EXCERPTED PASSAGE START

Persistent drought conditions in California have caused a recent surge of interest in ocean desalination as a source of fresh water for drinking, irrigation, and other uses. There are currently nineteen ocean desalination facilities being considered in California, in addition to the largest operating facility in the Western Hemisphere located in San Diego, and another facility of the same size close to starting construction in Orange County. While drawing water from the ocean may seem like a promising solution, it is in fact the most expensive and energy intensive option available, and should be an absolute last resort. California has only begun to tap the potential for conservation and water recycling, and these more sustainable and affordable water sources should be our priorities.
Desalination facilities cause significant harm to marine life. Facilities using open ocean intakes pull in millions of gallons of seawater a day, killing billions of fish, fish larvae, and other animals each year as they are forced up against screens or sucked into facilities’ filtration systems. Additionally, the discharge of highly concentrated “brine” into the ocean can be toxic to kelp beds and marine life, even at low concentrations.

EXCERPTED PASSAGE END
INFORMATION GIVEN START

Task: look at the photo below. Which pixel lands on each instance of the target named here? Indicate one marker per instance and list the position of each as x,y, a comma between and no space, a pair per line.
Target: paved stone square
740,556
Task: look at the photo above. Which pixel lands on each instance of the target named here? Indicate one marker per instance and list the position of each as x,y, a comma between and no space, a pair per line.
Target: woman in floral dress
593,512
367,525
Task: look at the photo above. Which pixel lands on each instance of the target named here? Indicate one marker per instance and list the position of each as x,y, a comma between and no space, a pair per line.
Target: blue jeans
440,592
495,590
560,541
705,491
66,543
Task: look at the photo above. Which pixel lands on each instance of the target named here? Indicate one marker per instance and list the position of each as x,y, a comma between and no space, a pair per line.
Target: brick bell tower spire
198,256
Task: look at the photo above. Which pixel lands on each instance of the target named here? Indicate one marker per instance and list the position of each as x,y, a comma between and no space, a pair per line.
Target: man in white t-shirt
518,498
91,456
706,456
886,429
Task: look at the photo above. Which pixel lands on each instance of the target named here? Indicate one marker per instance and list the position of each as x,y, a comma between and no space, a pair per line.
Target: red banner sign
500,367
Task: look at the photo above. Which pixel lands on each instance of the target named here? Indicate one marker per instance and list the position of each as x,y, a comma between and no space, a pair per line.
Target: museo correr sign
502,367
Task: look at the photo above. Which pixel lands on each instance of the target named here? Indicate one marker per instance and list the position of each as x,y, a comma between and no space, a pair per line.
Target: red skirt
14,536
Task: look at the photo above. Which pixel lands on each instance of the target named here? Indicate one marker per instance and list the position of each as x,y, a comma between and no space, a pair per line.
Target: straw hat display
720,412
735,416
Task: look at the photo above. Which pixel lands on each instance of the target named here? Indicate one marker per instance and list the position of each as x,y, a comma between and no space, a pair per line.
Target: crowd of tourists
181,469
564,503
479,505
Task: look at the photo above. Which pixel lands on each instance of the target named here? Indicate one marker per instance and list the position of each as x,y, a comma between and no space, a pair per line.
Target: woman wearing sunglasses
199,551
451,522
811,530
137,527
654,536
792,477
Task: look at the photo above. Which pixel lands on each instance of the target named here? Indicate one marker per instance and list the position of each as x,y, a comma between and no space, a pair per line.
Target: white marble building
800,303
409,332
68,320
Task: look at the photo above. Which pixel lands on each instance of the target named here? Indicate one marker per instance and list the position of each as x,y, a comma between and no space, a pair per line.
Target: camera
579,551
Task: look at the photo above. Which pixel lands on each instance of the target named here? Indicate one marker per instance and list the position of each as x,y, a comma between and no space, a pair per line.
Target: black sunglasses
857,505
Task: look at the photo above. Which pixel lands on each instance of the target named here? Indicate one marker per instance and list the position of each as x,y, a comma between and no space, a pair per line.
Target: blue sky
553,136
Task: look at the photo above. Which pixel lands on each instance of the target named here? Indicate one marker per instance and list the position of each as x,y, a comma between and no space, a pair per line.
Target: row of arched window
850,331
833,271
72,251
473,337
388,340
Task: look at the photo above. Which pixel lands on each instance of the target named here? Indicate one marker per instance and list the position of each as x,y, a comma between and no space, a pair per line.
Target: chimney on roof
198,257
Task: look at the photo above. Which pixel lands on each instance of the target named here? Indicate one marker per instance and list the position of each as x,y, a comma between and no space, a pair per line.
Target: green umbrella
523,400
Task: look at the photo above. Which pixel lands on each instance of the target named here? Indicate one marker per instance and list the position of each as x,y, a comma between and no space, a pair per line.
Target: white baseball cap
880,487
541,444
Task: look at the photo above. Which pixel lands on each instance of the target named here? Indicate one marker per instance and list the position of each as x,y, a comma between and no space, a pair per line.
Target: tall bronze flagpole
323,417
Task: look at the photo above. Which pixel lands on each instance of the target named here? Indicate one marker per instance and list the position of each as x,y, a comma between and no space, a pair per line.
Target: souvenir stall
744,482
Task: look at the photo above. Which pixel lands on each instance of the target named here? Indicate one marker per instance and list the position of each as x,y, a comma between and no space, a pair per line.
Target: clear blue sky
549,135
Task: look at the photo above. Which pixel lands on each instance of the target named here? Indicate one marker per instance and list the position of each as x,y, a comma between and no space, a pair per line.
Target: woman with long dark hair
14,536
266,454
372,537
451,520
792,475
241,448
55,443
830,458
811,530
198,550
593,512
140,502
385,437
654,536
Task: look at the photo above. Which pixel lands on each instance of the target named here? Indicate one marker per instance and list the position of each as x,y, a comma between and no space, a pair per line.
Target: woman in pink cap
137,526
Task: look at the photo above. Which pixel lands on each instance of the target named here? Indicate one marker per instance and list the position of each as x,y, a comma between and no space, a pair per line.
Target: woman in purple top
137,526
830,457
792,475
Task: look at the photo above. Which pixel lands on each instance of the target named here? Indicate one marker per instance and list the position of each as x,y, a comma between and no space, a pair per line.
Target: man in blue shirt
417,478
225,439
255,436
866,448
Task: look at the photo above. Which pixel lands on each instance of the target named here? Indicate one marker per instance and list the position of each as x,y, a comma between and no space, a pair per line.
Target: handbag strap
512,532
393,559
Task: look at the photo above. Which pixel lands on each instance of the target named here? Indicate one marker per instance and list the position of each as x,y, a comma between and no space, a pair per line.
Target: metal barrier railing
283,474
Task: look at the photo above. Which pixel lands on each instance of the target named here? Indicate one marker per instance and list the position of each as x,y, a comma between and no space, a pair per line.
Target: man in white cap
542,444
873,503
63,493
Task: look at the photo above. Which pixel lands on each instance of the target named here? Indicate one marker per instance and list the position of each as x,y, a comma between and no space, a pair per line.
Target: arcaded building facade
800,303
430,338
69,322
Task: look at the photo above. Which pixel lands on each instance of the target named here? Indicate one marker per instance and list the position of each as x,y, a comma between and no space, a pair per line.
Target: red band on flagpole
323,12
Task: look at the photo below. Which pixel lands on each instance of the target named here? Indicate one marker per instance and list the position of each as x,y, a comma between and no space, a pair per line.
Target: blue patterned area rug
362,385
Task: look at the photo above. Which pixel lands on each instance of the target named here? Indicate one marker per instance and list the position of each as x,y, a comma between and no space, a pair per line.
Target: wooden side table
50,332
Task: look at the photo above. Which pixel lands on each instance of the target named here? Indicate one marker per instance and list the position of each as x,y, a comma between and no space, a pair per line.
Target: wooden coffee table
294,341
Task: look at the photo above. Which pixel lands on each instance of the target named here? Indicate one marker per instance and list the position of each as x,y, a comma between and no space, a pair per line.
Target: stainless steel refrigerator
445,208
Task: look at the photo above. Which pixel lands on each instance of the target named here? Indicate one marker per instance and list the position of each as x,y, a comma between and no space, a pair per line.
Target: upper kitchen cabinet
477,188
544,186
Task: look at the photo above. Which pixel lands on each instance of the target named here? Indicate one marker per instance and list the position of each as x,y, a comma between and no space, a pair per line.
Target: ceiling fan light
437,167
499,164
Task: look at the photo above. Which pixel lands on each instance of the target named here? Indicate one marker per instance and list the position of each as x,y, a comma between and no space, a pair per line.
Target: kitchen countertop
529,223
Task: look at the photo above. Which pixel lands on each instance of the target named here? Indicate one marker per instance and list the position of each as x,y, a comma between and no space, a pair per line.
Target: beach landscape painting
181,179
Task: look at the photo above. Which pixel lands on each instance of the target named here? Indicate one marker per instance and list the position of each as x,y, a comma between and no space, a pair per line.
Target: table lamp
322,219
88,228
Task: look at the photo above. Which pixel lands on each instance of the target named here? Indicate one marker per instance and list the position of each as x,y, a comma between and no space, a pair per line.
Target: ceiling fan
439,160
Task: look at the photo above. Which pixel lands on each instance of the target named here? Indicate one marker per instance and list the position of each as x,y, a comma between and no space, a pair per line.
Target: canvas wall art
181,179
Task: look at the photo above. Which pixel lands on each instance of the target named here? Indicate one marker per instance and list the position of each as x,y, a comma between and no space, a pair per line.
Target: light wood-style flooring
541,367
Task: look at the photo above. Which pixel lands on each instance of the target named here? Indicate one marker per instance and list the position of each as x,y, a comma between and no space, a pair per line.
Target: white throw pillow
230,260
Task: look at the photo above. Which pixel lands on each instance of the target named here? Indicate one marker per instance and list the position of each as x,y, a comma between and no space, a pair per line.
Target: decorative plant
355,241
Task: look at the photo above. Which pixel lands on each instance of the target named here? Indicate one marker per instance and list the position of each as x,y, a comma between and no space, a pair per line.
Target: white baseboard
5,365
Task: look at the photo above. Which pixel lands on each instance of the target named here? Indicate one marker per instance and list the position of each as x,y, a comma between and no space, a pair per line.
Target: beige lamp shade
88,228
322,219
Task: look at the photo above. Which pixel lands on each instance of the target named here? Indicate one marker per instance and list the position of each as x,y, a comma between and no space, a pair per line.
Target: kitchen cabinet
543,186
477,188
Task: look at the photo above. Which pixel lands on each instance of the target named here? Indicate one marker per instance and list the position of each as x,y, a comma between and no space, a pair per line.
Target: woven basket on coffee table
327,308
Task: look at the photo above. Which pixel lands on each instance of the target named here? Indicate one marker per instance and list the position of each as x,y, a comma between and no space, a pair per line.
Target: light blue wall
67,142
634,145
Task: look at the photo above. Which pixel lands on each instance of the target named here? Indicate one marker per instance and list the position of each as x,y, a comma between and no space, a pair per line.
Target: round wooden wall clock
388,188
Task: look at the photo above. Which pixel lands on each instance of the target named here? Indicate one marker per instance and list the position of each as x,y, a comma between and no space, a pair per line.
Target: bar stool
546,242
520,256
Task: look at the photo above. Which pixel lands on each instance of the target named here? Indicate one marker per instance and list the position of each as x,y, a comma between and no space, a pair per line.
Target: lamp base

INFORMATION GIVEN END

## TASK INSTRUCTIONS
Copy the passage on desalination in California from "Persistent drought conditions" to "be our priorities.", changing "ocean desalination" to "seawater desalination" everywhere it appears.

## WRITTEN SOLUTION
Persistent drought conditions in California have caused a recent surge of interest in seawater desalination as a source of fresh water for drinking, irrigation, and other uses. There are currently nineteen seawater desalination facilities being considered in California, in addition to the largest operating facility in the Western Hemisphere located in San Diego, and another facility of the same size close to starting construction in Orange County. While drawing water from the ocean may seem like a promising solution, it is in fact the most expensive and energy intensive option available, and should be an absolute last resort. California has only begun to tap the potential for conservation and water recycling, and these more sustainable and affordable water sources should be our priorities.